* **TASK BRIEF**
Set down the records below verbatim, starting at the beginning of the records and ending at the line that contains "column 465, row 825", with both ends included.

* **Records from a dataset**
start

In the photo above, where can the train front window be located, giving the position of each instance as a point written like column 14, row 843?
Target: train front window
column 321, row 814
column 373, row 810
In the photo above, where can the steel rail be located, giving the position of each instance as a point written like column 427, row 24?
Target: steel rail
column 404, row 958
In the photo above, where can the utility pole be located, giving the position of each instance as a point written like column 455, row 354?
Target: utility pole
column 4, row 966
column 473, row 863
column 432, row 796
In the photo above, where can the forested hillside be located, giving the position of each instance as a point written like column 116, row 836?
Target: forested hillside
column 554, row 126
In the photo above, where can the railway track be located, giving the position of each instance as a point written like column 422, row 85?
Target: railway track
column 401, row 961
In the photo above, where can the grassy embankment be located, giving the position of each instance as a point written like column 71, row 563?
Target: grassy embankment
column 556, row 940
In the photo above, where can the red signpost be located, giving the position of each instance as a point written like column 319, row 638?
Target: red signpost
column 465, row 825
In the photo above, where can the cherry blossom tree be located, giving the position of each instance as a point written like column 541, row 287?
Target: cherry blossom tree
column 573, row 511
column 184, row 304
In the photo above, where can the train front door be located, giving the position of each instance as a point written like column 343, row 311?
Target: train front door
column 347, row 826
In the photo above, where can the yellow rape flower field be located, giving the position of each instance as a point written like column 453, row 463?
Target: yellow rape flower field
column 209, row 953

end

* **RESULT**
In the photo above, where can the train front window be located, giving the position of each instance as a point written like column 14, row 843?
Target: train front window
column 321, row 814
column 373, row 810
In the photo above, where can the steel rail be located, giving the position of each instance as a point written like column 427, row 24?
Target: steel rail
column 404, row 958
In the photo above, where can the utility pole be located, giving the position of each instance as a point written like column 455, row 354?
Target: utility pole
column 4, row 966
column 473, row 863
column 432, row 796
In the photo above, where can the forested hillside be located, giving the position of each instance as a point written like column 116, row 836?
Target: forested hillside
column 554, row 126
In the photo above, where can the railway track be located, giving the position of each instance as a point written like column 422, row 85?
Target: railway track
column 401, row 961
In the photo above, where can the grassy embankment be located, giving the position of each instance as a point written like column 71, row 563?
Target: grassy embankment
column 556, row 940
In the photo above, where can the red signpost be located, giving the position of each instance as a point written like column 319, row 638?
Target: red signpost
column 465, row 825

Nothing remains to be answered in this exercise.